(Records from a data collection)
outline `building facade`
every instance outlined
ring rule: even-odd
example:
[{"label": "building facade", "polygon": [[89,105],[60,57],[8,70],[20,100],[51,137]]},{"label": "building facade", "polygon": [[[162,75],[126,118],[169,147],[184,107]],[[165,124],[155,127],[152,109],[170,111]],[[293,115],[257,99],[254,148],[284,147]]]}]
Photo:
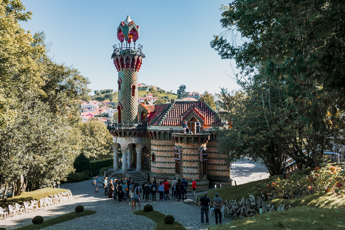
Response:
[{"label": "building facade", "polygon": [[[216,147],[214,128],[221,124],[220,120],[204,101],[171,99],[166,104],[138,105],[136,87],[145,57],[142,47],[135,48],[139,32],[139,26],[127,16],[118,29],[121,47],[114,47],[112,56],[119,73],[118,121],[109,120],[108,126],[113,137],[114,170],[119,170],[120,148],[122,173],[144,170],[157,181],[176,177],[191,182],[195,178],[199,191],[207,190],[210,183],[231,185],[229,166]],[[201,126],[198,133],[197,120]],[[185,120],[193,134],[184,133]]]}]

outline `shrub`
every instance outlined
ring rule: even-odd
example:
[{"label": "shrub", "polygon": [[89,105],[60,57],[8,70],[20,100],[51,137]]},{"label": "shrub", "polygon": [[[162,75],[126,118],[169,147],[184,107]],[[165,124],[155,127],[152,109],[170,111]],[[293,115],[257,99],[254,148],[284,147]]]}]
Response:
[{"label": "shrub", "polygon": [[168,224],[171,224],[174,223],[175,221],[175,218],[171,215],[168,215],[164,217],[164,222]]},{"label": "shrub", "polygon": [[34,224],[39,224],[43,223],[44,219],[40,216],[36,216],[32,219],[32,223]]},{"label": "shrub", "polygon": [[90,171],[91,163],[90,162],[90,160],[85,155],[81,153],[76,158],[73,166],[76,169],[76,171],[79,172],[85,170]]},{"label": "shrub", "polygon": [[84,211],[84,206],[82,205],[78,205],[74,209],[76,212],[82,212]]},{"label": "shrub", "polygon": [[100,169],[104,167],[112,167],[114,163],[114,159],[102,159],[90,161],[91,164],[91,169],[90,171],[92,175],[96,175],[96,170]]},{"label": "shrub", "polygon": [[144,211],[145,212],[150,212],[153,211],[153,207],[150,204],[145,204],[144,206]]},{"label": "shrub", "polygon": [[68,174],[67,177],[67,181],[68,182],[81,181],[88,179],[91,176],[91,172],[88,170],[74,172]]}]

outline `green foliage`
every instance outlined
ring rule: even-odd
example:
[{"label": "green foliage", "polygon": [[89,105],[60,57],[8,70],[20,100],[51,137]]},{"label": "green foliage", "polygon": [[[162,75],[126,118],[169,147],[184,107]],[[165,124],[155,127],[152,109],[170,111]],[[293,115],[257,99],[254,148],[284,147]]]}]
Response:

» Brief
Find every line in the listing above that contains the word "green" and copy each one out. Case counts.

» Task result
outline `green foliage`
[{"label": "green foliage", "polygon": [[89,105],[60,57],[8,70],[20,100],[51,137]]},{"label": "green foliage", "polygon": [[[162,75],[126,118],[169,147],[184,107]],[[165,124],[155,127],[152,109],[170,111]],[[293,115],[257,99],[254,148],[284,147]]]}]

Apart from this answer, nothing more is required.